Record extracts |
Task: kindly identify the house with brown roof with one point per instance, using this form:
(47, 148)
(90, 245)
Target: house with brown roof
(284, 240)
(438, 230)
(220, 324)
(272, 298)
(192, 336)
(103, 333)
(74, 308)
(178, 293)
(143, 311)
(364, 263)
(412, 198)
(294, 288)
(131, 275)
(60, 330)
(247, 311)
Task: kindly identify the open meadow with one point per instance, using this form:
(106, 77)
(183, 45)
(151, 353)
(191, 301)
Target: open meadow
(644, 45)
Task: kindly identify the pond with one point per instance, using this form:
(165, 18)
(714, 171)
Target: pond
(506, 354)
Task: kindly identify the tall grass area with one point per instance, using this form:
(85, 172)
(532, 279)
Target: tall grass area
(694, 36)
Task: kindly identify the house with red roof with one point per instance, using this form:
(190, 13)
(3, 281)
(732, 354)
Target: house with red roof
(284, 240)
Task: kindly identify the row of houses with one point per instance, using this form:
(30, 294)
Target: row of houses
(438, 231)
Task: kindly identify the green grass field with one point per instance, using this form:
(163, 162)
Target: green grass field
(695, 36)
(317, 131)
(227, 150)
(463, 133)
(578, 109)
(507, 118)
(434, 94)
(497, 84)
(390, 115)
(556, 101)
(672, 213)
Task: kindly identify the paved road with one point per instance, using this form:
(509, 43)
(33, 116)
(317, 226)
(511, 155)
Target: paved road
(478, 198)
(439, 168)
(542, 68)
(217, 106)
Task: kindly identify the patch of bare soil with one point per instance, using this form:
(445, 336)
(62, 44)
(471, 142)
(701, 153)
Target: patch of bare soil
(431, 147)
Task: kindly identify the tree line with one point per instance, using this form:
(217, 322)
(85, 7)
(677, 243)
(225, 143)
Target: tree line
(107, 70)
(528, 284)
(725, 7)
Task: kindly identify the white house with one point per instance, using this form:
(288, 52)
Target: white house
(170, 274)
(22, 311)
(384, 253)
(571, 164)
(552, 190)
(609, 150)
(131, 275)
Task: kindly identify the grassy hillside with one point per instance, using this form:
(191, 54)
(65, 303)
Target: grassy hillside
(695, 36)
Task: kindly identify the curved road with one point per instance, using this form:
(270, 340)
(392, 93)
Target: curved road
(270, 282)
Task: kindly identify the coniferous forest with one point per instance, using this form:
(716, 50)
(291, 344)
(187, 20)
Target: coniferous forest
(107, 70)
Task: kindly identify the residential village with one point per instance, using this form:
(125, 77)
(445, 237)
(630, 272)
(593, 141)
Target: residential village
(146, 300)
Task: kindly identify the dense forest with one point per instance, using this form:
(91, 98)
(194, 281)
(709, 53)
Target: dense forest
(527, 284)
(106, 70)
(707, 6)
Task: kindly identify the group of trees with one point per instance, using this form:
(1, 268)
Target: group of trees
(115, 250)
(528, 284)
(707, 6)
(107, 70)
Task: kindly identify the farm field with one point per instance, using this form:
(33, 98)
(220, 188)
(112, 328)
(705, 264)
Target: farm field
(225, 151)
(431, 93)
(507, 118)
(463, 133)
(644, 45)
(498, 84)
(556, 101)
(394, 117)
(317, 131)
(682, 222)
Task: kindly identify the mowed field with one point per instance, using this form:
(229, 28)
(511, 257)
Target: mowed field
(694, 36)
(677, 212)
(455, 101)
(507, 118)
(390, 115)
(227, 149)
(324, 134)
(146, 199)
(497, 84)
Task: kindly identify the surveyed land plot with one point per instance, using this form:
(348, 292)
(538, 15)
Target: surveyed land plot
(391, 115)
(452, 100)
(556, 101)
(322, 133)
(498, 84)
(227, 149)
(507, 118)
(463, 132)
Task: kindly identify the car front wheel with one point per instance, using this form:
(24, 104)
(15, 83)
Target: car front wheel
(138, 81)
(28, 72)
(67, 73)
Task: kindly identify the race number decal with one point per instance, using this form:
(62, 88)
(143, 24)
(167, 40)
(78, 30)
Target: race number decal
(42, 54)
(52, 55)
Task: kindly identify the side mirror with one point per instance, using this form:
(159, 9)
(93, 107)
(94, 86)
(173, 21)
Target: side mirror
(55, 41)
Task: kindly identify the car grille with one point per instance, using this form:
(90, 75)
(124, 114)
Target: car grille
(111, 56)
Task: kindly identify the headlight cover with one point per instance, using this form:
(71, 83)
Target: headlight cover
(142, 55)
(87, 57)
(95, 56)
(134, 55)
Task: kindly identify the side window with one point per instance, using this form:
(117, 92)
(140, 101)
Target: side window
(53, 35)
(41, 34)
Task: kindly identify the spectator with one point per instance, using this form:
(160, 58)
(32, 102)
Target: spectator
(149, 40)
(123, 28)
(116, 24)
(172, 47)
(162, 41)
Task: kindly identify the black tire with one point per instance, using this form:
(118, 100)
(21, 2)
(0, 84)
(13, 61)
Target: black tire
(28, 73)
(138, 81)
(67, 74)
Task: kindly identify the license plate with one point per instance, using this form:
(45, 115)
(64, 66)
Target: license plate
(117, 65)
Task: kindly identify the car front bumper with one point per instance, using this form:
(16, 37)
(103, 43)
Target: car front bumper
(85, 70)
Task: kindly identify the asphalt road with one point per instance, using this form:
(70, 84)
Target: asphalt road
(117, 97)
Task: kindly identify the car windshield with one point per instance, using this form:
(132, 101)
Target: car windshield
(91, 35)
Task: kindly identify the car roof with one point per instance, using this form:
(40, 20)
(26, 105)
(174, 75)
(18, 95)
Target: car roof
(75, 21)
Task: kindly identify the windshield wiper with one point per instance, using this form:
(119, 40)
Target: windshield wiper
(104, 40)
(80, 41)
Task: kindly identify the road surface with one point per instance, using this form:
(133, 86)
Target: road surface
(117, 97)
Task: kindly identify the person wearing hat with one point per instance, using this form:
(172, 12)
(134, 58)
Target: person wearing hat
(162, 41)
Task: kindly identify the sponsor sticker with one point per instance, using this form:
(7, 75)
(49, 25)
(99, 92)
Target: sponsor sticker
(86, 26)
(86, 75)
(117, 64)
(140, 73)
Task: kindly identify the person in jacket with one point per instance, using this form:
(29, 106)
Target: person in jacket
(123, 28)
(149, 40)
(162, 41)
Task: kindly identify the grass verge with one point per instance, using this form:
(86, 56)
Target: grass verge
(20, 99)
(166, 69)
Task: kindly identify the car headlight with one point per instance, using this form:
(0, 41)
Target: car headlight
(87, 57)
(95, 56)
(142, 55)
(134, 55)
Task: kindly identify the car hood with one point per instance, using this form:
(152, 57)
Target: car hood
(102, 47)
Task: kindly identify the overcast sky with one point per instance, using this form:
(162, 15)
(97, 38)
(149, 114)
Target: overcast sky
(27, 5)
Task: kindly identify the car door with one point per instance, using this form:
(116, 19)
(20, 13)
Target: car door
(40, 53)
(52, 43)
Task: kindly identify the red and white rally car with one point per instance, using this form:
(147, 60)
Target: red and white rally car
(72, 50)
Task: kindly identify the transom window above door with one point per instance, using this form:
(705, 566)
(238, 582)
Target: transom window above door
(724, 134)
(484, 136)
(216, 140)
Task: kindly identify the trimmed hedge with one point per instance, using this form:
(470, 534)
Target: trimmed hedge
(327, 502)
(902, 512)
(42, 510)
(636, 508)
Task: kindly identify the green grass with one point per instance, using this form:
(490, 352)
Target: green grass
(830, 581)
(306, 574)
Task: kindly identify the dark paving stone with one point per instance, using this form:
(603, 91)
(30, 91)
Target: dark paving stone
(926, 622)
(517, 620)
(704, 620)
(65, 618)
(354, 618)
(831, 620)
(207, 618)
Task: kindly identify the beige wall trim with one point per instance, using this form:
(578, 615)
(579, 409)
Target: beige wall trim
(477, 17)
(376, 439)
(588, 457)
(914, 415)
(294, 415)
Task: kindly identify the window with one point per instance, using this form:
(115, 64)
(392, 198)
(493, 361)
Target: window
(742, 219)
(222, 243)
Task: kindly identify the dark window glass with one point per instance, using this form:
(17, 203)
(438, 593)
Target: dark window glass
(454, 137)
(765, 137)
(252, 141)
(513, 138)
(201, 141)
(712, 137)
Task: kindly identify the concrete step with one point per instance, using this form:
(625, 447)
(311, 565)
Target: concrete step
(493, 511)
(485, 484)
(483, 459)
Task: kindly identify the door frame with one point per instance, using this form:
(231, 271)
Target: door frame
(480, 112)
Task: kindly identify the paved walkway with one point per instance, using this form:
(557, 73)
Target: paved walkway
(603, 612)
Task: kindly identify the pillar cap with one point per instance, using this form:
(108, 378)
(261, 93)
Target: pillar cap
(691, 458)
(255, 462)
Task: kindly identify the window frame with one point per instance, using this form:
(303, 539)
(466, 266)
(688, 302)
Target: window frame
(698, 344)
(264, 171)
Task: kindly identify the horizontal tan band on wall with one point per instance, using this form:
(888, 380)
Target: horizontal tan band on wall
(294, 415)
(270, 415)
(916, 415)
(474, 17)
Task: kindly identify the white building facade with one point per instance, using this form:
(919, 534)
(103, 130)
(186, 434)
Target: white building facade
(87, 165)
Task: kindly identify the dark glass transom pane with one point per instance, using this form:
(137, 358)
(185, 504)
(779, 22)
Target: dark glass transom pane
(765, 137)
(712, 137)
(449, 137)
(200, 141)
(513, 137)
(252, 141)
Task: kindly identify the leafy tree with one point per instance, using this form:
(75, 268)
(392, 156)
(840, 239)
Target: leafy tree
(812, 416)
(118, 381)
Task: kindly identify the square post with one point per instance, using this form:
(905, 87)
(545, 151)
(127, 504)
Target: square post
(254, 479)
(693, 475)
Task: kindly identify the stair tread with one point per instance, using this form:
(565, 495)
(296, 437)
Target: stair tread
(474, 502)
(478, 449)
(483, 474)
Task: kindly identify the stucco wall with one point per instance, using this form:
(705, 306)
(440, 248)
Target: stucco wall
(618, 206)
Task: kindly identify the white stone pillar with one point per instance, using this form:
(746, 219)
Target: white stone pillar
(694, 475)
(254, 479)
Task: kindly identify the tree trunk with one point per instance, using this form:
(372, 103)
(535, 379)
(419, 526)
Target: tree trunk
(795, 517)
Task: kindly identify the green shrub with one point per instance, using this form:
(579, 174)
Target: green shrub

Given instruction |
Please rewrite the stretch of material from the line containing "Task: kindly identify the green shrub" through the end, putting "leafy bush" wherever "green shrub" appears and leaving everything else unchanged.

Solution to this problem |
Task: kindly identify the leafy bush with one point per instance, using this form:
(579, 174)
Target: leafy bush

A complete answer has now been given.